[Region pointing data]
══════

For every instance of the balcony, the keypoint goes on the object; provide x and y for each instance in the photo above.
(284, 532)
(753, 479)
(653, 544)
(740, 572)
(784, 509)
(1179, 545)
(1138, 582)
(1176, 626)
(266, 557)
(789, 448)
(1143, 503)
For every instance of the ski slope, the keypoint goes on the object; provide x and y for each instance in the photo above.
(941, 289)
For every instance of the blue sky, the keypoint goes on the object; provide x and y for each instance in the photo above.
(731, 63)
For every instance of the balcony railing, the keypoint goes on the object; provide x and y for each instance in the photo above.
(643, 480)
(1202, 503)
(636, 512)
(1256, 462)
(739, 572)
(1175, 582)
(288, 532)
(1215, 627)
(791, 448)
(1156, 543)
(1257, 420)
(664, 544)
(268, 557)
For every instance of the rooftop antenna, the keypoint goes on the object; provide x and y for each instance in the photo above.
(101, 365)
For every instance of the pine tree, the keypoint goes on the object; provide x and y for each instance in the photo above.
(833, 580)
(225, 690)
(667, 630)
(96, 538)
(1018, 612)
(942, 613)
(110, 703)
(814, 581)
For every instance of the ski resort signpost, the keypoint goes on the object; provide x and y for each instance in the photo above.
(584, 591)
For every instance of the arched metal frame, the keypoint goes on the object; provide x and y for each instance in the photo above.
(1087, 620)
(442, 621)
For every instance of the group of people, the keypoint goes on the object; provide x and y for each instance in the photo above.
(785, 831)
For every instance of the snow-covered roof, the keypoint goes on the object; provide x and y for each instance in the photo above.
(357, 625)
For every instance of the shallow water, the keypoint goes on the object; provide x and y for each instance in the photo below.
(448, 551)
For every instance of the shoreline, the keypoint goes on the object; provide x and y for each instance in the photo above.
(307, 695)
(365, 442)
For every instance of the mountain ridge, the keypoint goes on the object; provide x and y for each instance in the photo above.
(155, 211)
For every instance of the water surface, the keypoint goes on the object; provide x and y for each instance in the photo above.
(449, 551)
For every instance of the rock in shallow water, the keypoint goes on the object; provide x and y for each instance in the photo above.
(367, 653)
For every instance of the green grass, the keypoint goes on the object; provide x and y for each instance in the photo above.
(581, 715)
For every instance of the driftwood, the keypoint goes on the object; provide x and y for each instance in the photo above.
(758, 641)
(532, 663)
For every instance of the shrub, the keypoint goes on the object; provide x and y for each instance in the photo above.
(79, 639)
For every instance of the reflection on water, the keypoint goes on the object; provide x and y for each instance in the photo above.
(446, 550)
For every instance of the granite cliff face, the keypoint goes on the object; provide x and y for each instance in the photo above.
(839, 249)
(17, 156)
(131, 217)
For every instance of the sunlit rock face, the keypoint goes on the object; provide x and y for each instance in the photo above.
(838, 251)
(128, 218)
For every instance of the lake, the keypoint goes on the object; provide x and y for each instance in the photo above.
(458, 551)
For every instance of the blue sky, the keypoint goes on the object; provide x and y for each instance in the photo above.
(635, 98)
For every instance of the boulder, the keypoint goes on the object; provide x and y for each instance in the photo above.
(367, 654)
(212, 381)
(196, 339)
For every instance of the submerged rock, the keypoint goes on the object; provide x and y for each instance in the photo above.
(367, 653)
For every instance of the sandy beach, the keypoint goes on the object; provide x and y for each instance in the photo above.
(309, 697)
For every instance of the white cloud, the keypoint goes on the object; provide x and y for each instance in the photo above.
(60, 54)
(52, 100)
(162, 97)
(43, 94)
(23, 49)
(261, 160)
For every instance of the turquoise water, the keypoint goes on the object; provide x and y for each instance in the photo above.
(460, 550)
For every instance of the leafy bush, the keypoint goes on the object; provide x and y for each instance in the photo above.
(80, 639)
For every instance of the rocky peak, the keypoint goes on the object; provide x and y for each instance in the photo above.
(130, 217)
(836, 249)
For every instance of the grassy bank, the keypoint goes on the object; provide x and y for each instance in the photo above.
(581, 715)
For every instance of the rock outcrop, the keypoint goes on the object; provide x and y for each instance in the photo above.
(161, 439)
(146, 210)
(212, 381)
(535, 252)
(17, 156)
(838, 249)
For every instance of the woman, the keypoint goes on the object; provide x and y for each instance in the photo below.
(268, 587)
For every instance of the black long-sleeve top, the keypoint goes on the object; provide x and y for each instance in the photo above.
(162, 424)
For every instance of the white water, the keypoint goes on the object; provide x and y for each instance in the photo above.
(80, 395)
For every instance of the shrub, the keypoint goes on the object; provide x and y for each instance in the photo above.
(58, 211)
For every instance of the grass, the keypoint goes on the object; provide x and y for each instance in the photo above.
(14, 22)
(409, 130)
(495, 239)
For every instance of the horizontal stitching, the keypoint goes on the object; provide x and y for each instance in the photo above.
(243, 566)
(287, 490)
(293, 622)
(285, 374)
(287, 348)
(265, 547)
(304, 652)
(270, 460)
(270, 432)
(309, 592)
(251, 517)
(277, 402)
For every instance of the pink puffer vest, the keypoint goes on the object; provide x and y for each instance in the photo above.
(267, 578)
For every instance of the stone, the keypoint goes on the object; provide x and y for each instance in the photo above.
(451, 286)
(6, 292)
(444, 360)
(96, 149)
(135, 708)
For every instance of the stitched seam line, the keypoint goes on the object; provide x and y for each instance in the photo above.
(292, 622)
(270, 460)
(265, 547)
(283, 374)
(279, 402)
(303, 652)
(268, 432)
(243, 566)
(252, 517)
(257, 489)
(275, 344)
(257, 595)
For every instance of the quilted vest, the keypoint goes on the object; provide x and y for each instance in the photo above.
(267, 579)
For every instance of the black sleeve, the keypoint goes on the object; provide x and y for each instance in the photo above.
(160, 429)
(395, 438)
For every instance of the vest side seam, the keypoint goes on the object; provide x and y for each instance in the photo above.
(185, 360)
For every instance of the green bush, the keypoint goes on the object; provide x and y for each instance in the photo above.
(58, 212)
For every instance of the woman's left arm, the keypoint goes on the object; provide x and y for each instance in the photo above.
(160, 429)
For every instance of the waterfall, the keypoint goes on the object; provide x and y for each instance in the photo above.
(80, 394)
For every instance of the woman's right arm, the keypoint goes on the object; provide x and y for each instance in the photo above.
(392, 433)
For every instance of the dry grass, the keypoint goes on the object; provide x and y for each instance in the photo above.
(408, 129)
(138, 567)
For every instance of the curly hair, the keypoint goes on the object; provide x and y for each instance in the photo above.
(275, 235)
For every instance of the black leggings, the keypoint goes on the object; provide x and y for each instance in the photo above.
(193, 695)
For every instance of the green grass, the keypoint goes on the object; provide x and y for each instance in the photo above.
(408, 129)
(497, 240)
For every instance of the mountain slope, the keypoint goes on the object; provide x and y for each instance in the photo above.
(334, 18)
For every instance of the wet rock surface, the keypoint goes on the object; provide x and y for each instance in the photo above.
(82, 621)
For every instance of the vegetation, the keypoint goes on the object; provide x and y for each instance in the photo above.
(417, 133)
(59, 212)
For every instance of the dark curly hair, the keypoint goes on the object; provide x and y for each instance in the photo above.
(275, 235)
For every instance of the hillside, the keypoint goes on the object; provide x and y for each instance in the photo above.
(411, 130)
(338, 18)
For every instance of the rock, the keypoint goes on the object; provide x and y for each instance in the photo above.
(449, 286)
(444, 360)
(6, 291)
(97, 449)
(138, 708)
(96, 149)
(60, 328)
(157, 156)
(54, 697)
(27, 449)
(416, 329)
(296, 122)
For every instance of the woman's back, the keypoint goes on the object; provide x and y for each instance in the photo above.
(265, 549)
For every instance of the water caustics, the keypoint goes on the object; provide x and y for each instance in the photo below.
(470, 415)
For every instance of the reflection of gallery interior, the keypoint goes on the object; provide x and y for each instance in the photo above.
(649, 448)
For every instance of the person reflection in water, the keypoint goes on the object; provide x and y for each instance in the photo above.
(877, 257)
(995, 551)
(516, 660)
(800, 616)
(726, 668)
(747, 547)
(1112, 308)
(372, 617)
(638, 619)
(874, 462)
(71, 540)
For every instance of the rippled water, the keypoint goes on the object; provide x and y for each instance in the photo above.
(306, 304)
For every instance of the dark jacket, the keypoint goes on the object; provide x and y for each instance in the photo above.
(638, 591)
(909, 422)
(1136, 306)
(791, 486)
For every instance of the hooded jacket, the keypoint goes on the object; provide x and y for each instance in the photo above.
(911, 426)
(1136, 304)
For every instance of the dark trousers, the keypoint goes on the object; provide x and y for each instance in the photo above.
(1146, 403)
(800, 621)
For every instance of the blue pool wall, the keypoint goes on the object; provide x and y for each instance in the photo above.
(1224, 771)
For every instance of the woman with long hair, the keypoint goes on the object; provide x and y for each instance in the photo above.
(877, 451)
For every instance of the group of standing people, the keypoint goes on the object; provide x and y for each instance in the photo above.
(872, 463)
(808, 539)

══════

To do =
Write out exactly the final stretch of the records: the line containing "For every instance of the rippled" and every line after it, through the last, and nothing else.

Solution to this exercise =
For every instance of the rippled water, the keypoint goes on the object; provide x and y for each instance in the photo above.
(306, 304)
For every instance of the dark jacket, the keypoint goes on the object; provide x and y for each instance in the photo above.
(638, 591)
(909, 422)
(1136, 306)
(791, 486)
For every instance of the hooded jacket, the keypoint goes on the object; provide x and y for each instance in the photo above.
(911, 426)
(1136, 304)
For every instance of the dark trousers, the keypoint goes on the object; provide x and y for each instance in the photo above.
(1146, 403)
(800, 621)
For every instance of the blue pool wall, the keypoint goes on the object; provide x and y for each instance in the photo above.
(1224, 771)
For every instance of the woman with long hair, the keypoint goes on the object; provide x and y for each instance in the photo above.
(877, 451)
For every instance of the group of standing people, the keypoint goes on the object; provide x and y for each instance in the photo above.
(872, 463)
(808, 539)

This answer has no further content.